***** PROVIDED RECORDS
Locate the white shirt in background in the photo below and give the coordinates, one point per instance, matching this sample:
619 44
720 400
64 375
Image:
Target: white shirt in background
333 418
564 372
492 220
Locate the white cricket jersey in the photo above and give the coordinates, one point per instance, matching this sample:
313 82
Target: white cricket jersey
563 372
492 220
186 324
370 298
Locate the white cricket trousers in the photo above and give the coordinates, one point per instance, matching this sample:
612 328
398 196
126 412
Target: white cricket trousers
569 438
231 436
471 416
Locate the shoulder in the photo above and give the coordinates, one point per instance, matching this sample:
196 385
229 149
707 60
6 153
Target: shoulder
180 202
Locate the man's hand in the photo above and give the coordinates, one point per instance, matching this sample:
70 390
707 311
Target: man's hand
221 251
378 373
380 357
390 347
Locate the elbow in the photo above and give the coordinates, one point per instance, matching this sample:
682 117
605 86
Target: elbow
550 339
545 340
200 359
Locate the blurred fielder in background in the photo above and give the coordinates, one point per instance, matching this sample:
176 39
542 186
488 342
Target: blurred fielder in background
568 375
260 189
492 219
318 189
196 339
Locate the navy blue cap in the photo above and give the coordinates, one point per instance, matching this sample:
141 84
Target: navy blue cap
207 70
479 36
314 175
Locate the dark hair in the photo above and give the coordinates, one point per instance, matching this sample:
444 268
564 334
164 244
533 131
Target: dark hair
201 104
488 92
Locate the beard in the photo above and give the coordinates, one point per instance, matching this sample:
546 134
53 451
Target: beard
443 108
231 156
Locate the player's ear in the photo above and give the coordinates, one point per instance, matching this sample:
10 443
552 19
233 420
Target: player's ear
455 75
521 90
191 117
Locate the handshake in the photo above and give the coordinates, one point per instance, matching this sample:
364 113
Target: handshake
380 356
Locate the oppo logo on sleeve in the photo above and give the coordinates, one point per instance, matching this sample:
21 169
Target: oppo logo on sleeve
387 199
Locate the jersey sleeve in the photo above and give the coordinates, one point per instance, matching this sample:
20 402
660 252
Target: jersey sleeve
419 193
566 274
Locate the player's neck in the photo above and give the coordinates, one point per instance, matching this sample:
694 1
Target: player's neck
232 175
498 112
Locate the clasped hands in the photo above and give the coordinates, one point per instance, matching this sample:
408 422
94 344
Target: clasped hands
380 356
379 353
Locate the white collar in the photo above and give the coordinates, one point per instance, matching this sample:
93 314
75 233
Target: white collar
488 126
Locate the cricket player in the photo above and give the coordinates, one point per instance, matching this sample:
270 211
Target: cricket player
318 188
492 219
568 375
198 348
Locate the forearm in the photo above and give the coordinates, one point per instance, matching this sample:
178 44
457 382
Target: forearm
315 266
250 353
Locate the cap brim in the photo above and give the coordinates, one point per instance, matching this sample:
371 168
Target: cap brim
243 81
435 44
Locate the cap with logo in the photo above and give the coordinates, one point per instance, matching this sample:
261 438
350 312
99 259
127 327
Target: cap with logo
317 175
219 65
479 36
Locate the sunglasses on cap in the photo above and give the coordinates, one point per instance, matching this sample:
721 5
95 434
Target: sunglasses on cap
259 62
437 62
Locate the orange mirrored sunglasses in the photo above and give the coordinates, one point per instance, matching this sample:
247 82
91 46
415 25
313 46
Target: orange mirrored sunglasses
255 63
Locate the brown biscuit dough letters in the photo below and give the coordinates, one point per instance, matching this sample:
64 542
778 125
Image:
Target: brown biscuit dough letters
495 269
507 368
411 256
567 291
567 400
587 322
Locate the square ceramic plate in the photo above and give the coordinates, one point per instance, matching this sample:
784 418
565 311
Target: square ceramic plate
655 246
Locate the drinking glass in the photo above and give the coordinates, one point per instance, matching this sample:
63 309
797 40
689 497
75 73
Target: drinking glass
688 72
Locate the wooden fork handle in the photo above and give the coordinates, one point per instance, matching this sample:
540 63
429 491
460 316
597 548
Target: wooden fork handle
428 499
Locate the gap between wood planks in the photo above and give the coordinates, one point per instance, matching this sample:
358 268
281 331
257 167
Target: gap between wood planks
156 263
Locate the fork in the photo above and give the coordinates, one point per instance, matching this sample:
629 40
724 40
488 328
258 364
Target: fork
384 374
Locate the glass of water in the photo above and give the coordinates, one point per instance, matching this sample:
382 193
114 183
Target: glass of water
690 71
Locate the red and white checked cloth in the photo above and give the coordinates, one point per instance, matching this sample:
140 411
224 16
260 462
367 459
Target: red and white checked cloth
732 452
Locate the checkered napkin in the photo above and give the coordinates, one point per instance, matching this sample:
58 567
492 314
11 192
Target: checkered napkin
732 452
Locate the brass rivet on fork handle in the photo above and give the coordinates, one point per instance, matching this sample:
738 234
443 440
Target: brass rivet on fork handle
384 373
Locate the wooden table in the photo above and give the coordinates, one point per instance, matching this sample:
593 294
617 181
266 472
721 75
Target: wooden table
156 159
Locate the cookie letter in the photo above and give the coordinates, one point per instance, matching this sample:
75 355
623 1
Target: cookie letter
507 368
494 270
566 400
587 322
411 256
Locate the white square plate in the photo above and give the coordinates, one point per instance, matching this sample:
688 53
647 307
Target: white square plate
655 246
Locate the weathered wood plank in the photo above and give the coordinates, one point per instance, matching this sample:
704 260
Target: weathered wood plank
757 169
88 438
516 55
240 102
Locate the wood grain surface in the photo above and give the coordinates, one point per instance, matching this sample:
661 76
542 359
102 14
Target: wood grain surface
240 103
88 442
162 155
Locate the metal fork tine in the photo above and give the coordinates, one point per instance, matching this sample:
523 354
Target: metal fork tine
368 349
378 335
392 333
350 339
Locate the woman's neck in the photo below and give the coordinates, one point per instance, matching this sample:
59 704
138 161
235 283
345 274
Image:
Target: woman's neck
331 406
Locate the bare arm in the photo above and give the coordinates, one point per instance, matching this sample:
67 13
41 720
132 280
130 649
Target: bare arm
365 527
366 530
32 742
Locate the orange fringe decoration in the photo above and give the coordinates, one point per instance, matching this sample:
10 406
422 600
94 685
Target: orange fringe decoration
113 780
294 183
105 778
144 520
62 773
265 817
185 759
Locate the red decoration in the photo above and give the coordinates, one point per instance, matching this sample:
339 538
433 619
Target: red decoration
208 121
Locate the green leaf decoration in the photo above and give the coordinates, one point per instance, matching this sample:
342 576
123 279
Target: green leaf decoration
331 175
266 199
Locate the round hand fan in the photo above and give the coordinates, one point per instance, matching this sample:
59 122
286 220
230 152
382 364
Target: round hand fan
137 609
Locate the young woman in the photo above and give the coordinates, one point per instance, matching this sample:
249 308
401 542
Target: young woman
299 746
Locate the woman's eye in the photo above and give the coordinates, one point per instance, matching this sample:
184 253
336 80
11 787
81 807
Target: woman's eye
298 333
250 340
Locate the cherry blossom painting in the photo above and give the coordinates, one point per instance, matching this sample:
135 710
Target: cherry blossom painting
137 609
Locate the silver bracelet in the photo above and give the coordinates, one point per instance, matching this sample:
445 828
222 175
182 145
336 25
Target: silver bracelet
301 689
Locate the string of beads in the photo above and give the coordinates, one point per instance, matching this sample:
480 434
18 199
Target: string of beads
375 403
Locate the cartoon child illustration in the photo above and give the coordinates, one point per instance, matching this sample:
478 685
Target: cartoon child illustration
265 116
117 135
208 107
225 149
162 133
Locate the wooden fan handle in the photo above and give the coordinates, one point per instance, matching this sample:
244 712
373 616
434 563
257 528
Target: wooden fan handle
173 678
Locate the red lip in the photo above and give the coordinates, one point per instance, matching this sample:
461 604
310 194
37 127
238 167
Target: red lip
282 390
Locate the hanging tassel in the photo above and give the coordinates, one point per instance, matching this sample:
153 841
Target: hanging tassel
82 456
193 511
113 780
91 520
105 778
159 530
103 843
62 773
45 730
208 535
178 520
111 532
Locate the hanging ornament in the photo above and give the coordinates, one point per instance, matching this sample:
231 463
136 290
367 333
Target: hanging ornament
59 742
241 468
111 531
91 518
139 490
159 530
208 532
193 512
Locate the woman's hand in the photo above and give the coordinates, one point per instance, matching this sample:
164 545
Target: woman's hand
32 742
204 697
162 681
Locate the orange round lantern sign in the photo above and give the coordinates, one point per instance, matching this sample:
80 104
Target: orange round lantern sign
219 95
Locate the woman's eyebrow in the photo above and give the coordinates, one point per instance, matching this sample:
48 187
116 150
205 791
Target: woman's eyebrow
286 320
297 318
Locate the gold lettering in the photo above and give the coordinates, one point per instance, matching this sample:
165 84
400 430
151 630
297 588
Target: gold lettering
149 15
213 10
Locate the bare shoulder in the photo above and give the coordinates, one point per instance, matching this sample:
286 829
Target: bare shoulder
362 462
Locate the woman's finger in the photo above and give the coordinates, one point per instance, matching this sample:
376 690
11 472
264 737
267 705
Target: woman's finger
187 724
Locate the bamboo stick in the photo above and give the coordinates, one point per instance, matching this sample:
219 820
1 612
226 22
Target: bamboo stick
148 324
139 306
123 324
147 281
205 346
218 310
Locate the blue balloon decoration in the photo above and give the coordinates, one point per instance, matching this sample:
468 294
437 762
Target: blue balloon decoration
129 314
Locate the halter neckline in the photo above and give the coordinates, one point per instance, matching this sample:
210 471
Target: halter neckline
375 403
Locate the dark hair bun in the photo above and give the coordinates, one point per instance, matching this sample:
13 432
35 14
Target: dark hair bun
**********
■ **OBJECTIVE**:
Print the part of the items above that opens with the line containing "Locate the blue" and closes with the last line of the items, reproducing every line in it without changes.

■ **COMPLETE OUTPUT**:
Locate the blue balloon decoration in the photo above and give the coordinates, one point per instance, matching this sample:
468 294
437 762
Target: blue balloon decoration
129 314
Locate the halter neckline in the photo above and give the coordinates, one point per instance, matching this sample:
210 471
Target: halter neckline
375 403
Locate the dark hair bun in the photo above and give the coordinates, one point per instance, matching this sample:
13 432
35 14
Target: dark hair bun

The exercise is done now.